* **EXERCISE PROMPT**
Gather every line of the listing below that contains the string "moss", treating uppercase and lowercase letters as distinct.

* **DATA PROVIDED**
## start

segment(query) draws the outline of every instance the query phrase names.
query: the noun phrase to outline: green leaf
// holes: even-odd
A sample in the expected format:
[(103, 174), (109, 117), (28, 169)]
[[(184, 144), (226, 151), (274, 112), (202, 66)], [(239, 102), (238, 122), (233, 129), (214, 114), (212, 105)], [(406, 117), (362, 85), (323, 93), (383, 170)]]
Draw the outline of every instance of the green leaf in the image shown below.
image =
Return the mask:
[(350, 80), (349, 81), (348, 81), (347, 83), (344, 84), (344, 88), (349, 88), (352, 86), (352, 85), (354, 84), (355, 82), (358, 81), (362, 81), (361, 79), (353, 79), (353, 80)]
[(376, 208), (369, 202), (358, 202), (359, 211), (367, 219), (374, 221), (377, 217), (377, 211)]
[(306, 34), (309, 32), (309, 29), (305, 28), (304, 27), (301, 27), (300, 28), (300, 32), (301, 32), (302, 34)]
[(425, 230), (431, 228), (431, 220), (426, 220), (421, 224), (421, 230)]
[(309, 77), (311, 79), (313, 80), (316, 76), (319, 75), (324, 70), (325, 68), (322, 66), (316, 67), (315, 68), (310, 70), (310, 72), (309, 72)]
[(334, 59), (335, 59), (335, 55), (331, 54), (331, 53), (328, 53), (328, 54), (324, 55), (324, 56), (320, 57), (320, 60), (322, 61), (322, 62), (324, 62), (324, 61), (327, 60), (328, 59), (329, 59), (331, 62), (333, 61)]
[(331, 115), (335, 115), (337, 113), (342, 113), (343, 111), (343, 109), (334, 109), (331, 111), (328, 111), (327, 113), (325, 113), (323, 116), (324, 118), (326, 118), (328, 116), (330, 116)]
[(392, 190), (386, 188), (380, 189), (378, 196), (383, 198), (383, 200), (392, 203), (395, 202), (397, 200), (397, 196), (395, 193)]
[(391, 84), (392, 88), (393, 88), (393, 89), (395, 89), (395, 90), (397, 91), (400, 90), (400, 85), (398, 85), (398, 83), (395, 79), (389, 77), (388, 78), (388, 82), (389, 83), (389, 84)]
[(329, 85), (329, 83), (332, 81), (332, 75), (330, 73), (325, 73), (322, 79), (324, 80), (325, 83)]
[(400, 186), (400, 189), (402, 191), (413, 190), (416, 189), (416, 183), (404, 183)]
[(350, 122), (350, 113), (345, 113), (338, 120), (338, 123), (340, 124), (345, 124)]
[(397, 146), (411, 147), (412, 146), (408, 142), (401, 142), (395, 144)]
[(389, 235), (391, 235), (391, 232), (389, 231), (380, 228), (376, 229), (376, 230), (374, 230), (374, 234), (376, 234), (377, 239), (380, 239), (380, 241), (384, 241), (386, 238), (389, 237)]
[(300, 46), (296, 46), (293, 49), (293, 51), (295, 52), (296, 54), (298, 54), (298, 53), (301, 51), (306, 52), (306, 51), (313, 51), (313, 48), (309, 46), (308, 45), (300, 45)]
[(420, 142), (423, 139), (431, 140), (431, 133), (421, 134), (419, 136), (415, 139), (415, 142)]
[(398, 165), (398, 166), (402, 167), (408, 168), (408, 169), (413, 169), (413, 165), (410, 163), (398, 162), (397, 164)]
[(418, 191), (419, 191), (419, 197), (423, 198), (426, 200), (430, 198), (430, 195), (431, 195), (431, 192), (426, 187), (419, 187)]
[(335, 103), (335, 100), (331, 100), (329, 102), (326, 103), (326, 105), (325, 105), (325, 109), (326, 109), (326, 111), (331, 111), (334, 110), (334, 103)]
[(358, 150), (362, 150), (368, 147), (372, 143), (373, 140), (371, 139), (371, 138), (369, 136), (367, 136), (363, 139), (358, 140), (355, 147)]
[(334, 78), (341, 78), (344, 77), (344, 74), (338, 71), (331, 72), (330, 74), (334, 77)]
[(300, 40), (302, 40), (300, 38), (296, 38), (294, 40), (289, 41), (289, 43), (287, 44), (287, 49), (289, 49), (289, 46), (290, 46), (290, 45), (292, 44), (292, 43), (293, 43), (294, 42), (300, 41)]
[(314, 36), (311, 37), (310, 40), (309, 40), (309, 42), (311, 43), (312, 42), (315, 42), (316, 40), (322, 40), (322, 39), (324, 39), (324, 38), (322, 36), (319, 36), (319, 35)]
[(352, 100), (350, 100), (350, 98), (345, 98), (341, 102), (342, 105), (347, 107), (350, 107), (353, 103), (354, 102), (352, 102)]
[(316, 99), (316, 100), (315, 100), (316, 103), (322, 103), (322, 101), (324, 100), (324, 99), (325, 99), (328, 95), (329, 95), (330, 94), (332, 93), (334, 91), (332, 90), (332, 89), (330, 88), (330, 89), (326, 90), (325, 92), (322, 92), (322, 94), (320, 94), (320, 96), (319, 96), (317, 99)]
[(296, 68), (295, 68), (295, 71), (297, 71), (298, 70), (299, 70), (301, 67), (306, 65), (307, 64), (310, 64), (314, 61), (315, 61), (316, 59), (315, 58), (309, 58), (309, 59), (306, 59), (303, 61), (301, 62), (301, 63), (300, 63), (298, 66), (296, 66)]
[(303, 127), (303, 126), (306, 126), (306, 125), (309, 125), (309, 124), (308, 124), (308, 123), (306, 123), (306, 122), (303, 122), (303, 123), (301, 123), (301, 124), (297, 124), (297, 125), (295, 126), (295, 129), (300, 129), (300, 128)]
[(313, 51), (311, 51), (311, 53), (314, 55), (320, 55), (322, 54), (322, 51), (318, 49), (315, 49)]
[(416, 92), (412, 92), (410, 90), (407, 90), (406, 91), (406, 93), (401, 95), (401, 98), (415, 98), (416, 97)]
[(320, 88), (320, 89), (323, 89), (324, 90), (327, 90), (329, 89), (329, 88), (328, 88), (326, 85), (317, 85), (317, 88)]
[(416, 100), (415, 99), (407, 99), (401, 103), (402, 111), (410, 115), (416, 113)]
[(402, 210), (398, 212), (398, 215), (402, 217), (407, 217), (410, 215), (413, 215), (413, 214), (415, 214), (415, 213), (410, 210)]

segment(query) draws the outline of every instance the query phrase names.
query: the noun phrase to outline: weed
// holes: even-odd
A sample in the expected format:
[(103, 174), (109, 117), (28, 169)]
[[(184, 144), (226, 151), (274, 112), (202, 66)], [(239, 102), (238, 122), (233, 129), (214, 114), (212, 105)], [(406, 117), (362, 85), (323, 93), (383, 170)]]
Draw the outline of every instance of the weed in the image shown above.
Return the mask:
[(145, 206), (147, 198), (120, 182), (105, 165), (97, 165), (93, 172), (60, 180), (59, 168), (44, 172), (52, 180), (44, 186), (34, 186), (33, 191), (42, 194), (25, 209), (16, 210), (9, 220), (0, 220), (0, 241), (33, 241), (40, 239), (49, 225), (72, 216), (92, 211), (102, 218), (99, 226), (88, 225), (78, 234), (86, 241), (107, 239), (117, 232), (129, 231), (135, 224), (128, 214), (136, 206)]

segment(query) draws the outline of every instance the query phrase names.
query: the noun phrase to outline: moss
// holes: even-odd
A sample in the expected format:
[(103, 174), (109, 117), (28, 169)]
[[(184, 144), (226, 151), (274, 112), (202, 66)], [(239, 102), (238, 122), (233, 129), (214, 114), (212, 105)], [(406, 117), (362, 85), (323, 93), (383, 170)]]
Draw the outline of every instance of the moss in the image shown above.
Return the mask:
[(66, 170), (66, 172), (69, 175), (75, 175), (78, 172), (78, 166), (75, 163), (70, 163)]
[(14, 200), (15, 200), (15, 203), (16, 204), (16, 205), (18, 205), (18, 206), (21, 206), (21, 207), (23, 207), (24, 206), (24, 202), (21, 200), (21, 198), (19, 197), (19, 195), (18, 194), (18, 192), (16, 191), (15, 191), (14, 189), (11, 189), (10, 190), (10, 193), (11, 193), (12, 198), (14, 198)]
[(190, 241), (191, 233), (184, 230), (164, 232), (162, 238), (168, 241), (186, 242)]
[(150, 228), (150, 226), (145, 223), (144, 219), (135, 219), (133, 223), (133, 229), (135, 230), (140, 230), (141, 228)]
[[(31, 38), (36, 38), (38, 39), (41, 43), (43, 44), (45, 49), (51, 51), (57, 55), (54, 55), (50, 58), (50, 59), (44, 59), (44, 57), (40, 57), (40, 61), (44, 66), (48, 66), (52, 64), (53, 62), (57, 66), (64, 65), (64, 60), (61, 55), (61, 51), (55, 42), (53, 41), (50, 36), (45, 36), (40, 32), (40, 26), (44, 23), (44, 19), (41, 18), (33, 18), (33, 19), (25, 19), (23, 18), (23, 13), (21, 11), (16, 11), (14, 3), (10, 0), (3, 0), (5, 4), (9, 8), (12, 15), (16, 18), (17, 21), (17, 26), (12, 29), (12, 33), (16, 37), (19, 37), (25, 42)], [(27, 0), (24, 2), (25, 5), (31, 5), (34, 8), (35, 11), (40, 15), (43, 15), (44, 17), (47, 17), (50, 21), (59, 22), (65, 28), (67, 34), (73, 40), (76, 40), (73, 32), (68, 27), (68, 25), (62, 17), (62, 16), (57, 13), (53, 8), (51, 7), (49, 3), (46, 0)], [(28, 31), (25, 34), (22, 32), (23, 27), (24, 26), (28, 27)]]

## end

* **WRITTEN REPLY**
query: the noun phrase to outline: moss
Draw the outline of every instance of the moss in the image shown above.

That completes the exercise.